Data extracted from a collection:
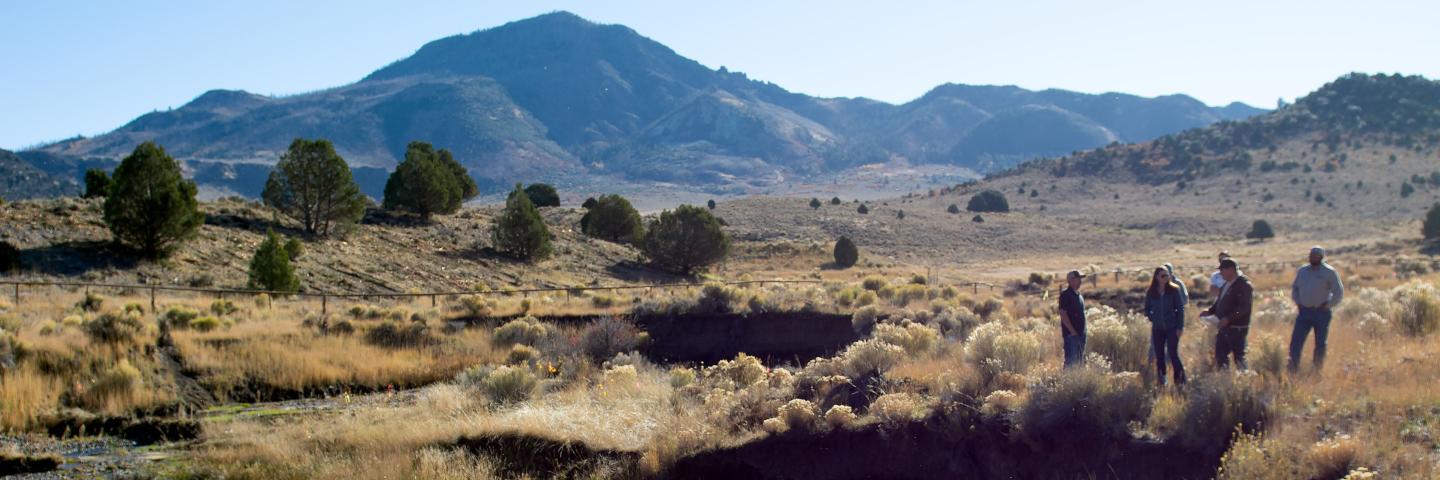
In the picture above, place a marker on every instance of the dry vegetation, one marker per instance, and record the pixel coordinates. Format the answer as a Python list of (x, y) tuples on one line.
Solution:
[(933, 352)]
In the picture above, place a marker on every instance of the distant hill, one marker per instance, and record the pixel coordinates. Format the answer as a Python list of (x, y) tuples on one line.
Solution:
[(558, 95)]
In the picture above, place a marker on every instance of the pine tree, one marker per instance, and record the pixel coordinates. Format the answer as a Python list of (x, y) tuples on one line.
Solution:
[(151, 206), (686, 240), (519, 231), (612, 218), (846, 252), (271, 268), (97, 183), (311, 183)]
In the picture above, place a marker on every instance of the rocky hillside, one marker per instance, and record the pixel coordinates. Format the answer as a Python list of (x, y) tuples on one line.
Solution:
[(562, 97)]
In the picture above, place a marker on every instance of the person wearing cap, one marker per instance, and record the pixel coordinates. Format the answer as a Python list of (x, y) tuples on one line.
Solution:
[(1233, 309), (1217, 281), (1316, 291), (1072, 319)]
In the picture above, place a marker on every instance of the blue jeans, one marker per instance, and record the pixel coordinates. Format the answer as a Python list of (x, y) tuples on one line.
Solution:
[(1309, 319), (1074, 349), (1165, 343)]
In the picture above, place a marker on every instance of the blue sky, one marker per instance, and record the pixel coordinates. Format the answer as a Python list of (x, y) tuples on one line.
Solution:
[(88, 67)]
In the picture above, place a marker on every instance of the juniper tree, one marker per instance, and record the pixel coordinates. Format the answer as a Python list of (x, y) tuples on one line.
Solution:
[(271, 268), (313, 185), (519, 231), (684, 240), (151, 206)]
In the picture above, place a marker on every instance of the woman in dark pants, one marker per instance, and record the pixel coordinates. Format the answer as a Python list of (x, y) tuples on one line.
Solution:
[(1165, 309)]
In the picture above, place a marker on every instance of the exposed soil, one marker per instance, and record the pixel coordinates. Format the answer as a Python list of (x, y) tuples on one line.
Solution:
[(923, 450), (775, 338)]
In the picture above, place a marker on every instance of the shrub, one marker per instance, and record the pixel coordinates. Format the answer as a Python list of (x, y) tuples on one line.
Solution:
[(271, 268), (608, 336), (222, 307), (97, 183), (522, 353), (870, 356), (840, 417), (1332, 457), (1082, 405), (428, 182), (203, 323), (799, 414), (519, 231), (1257, 457), (846, 252), (716, 297), (90, 301), (916, 339), (1121, 342), (864, 317), (894, 410), (392, 335), (526, 330), (150, 205), (113, 327), (9, 258), (313, 185), (681, 376), (1218, 405), (1260, 231), (543, 195), (684, 240), (509, 385), (1417, 309), (612, 218), (988, 201)]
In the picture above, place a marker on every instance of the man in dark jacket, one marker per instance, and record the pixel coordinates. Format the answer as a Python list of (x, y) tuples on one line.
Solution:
[(1233, 309)]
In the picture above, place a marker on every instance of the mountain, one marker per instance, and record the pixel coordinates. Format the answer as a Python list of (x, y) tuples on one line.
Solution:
[(1354, 111), (558, 95)]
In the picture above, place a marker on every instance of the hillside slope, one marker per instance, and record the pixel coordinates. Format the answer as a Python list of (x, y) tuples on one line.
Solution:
[(558, 97)]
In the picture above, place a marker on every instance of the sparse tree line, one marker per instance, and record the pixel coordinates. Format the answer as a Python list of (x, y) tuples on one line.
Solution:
[(151, 209)]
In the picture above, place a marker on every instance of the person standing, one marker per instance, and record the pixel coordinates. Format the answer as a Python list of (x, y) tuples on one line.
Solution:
[(1072, 319), (1316, 291), (1165, 309), (1233, 309)]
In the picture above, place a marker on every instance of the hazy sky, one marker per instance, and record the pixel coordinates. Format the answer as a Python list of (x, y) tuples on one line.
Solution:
[(88, 67)]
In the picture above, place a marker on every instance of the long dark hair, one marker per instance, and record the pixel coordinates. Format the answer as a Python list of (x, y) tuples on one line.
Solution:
[(1155, 283)]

TASK OBJECTIVE: Quote every entry exactly, with the pictures omitted.

RESULT FOR THIS TASK:
In the picture above, place a marker on every instance of the dry vegetation, one marker per instance, and record the pixel coordinates. Format the answer as a Python list of (x, y) tuples on one line.
Solution:
[(933, 352)]
In the picture above, place a marker on every instance of the distant hill, one marker per instance, and record the pixel coordinates. Format the answer as a Python list of (x, y) tuples on one line.
Solution:
[(558, 95)]
In the picture above, place a marker on every instance of the pine tree, one marker per instance, and record the pixel coordinates. Format the answer as a Python list of (x, y) tuples on one line.
Solution:
[(151, 206), (686, 240), (519, 231), (612, 218), (846, 252), (271, 268), (97, 183), (311, 183)]
In the picture above, place a marker on every instance of the rocky hillside, one marker per instance, and record the pixel coordinates. Format the answer as a Python list of (x, y) tuples on one line.
Solution:
[(562, 97)]
In the picture above, place a marker on every instance of the person wearing cap, one marker per instance, and record the pixel coordinates. Format the answer as a Python list of (x, y) tuples on one line.
Solution:
[(1233, 309), (1217, 281), (1316, 291), (1072, 319)]
In the picture above, place a marker on every instance of the blue jeans, one marker per instance, and record the pixel coordinates. Format the answer as a Python list of (x, y) tuples on one line.
Solution:
[(1309, 319), (1074, 349), (1165, 343)]
In the picture above, place a marker on every instance of the blue sky, one marker per instance, and record the pixel coordinates. Format the answer as a Python list of (x, y) tuples on one line.
Solution:
[(88, 67)]
In the picture above, place a marker on every instance of the juniper tree, one marker per instance, and record the pixel coordinates. Format the answer as a Python list of (x, y) tuples on one line.
Solution:
[(271, 268), (313, 185), (519, 231), (684, 240), (151, 206)]
In the picture above, place a marker on every instance of the woman in dark pants, one marker per instance, and record the pixel coordinates. Format the answer as a Python list of (x, y) tuples on one line.
Solution:
[(1165, 309)]
In the picture above, place a marker on every instance of the exposed soil, one marker per instance, and record the pixel coordinates. Format the answer as a Python list of (x, y) tuples on one line.
Solution:
[(923, 450), (775, 338)]
In the picture above, place a marker on every instance of the shrub, one marker per instance, and record the pixel coordinates. Format the answer as a Python list of (x, y) tuples on one line.
Solution:
[(271, 268), (608, 336), (222, 307), (97, 183), (522, 353), (870, 356), (840, 417), (1332, 457), (1082, 405), (428, 182), (203, 323), (799, 414), (519, 231), (1257, 457), (846, 252), (716, 297), (90, 301), (916, 339), (1121, 342), (864, 317), (894, 410), (392, 335), (526, 330), (150, 205), (113, 327), (9, 258), (313, 185), (681, 376), (1218, 405), (1260, 231), (543, 195), (684, 240), (509, 385), (1417, 309), (612, 218), (988, 201)]
In the picture above, place a marker on every instance of the man in dark jacket, one marker per instance, and record the pixel coordinates. Format the answer as a Python list of (x, y) tuples on one line.
Solution:
[(1233, 309)]
In the picture above, place a marker on every instance of the mountain, one marker per instance, and record the pixel coordinates. Format the answer as a Python list of (x, y) tuples on one line.
Solution:
[(1354, 111), (558, 95)]
In the picture above, place a marker on every instance of the hillside slope, one marker per instance, and record the pixel coordinates. Format the answer as a Python list of (x, y) tuples on one line.
Solution:
[(558, 97)]
In the picture above, place a marker on every instance of the sparse tree line, one marker per instance, and record the pixel coordinates. Format the answer as a Python list of (x, y) tuples on one line.
Solution:
[(151, 209)]
In the picture above, place a marker on every instance of the person standing, one marker per instance, and record the pixel coordinates. Format the answer as a Python list of (x, y) tuples on one line.
Solution:
[(1072, 319), (1316, 291), (1165, 309), (1233, 309)]
In the picture above, place a marker on every instance of the hazy sky, one marker per instance, and record the pixel coordinates. Format the answer as a Python list of (x, y) tuples on one line.
Solution:
[(88, 67)]
In the picture above, place a marker on every instance of the long dark hair, one marker per instance, and record the pixel coordinates. Format the answer as a Python list of (x, y) tuples on one line.
Solution:
[(1155, 283)]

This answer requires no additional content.